■ **What to work on**: Every record below must be written out exactly. Leave out the pictures.

Segment Start: Supplied entries

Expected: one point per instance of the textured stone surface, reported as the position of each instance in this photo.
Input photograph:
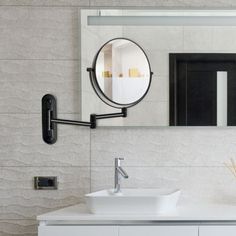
(25, 82)
(39, 33)
(22, 144)
(18, 199)
(163, 146)
(18, 227)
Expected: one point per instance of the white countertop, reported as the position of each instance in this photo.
(78, 214)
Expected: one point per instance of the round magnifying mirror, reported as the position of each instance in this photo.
(122, 73)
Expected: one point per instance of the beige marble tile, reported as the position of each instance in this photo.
(224, 39)
(163, 146)
(198, 184)
(18, 227)
(18, 199)
(39, 33)
(164, 38)
(25, 82)
(22, 144)
(198, 38)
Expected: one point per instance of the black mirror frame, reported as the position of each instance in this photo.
(49, 107)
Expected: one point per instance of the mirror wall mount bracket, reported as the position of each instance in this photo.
(50, 120)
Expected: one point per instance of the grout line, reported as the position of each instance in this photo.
(21, 166)
(49, 6)
(162, 166)
(90, 161)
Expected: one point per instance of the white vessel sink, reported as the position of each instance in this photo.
(133, 201)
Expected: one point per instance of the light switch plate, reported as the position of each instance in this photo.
(45, 182)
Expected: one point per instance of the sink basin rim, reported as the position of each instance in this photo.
(142, 193)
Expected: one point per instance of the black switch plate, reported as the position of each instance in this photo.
(45, 182)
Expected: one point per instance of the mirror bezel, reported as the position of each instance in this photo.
(99, 91)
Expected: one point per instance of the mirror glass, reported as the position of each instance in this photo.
(122, 71)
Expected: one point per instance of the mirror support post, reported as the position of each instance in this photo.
(50, 120)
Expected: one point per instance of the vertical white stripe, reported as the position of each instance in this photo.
(221, 98)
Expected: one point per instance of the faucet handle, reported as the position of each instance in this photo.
(118, 159)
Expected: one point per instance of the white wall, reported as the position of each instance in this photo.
(38, 54)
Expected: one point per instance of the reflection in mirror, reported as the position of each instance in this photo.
(122, 71)
(210, 98)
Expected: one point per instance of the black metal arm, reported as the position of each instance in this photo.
(50, 120)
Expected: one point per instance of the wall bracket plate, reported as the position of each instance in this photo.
(49, 112)
(50, 120)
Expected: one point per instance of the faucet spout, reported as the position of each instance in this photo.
(122, 172)
(119, 171)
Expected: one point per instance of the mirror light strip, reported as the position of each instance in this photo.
(163, 20)
(221, 98)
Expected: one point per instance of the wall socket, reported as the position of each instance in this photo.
(45, 182)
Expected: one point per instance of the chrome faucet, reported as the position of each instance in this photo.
(119, 171)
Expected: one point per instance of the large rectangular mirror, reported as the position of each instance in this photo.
(192, 55)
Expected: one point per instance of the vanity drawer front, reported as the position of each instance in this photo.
(78, 231)
(217, 230)
(158, 231)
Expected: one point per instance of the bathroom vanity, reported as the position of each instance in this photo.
(197, 220)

Segment End: Supplied entries

■ **Answer space**:
Expected: one point per instance of the textured stone surface, reported as the position of each instance in this photo.
Input photograph:
(25, 82)
(39, 33)
(22, 144)
(18, 199)
(163, 146)
(18, 227)
Expected: one point per instance of the white countertop, reported as the position of each instance in this photo.
(78, 214)
Expected: one point per instance of the round magnifying mirror, reported as the position of each instance in this photo.
(122, 73)
Expected: one point per instance of the beige marble tile, reported as the position of each instance in this photo.
(224, 39)
(163, 146)
(198, 184)
(18, 227)
(18, 199)
(39, 33)
(164, 38)
(25, 82)
(22, 144)
(198, 38)
Expected: one point per instance of the black mirror frame, reported as the position of each instance in this photo.
(49, 107)
Expected: one point per instance of the mirror wall mount bracket, reported as the position of each instance in this photo.
(50, 120)
Expected: one point per instance of the grout line, reported as the position of each instance in this photo.
(21, 166)
(49, 6)
(162, 166)
(90, 161)
Expected: one point per instance of the white vessel sink, reported as the position of each instance in this photo.
(133, 201)
Expected: one point per instance of the light switch plate, reported as the position of each instance in this photo.
(45, 182)
Expected: one point per instance of the sink basin rim, reported as the position of each instance in this photo.
(142, 193)
Expected: one point per instance of the black switch plate, reported as the position of each instance in this photo.
(45, 182)
Expected: one point per instance of the mirror bezel, reported as the position of each instance in this photo.
(99, 91)
Expected: one point per instance of the mirror glass, reported as the position of each instance in this photo.
(122, 71)
Expected: one point per instance of the mirror support post, reported as the position of each instance in this photo.
(50, 120)
Expected: one point per instance of the vertical white stripe, reported as the position of each instance in this photo.
(221, 98)
Expected: one point per instance of the faucet handle, reported as the position of each instance in this photo.
(118, 159)
Expected: one point per instance of the white wall, reported as the position of each instance in this photo.
(38, 54)
Expected: one point per instance of the reflection in mirror, reported as the position of each instance in this photo.
(122, 71)
(210, 98)
Expected: one point per instance of the black metal arm, reported as the position of each instance in this photo.
(50, 120)
Expected: one point per instance of the wall bracket plate, reported as the position of each instance in this photo.
(49, 112)
(50, 120)
Expected: one point per instance of the faucet spout, reported as the position of each instance in this photo.
(122, 172)
(119, 171)
Expected: one point per instance of the mirror light strip, reported as the position of each instance in this photo.
(163, 20)
(221, 98)
Expected: one point per instance of the wall socket, reported as the position of each instance in this photo.
(45, 182)
Expected: one point per instance of the chrome faucet, reported as the position of each instance in this photo.
(119, 171)
Expected: one point per instance of the large rectangular mirror, reported as the position of each instance in this photo.
(192, 55)
Expected: one point per instance of the vanity drawer front, reported as the position of each instance in this photo.
(78, 231)
(217, 230)
(158, 231)
Expected: one point per instance of the bathroom vanity, reported as the position of each instance in this photo.
(197, 220)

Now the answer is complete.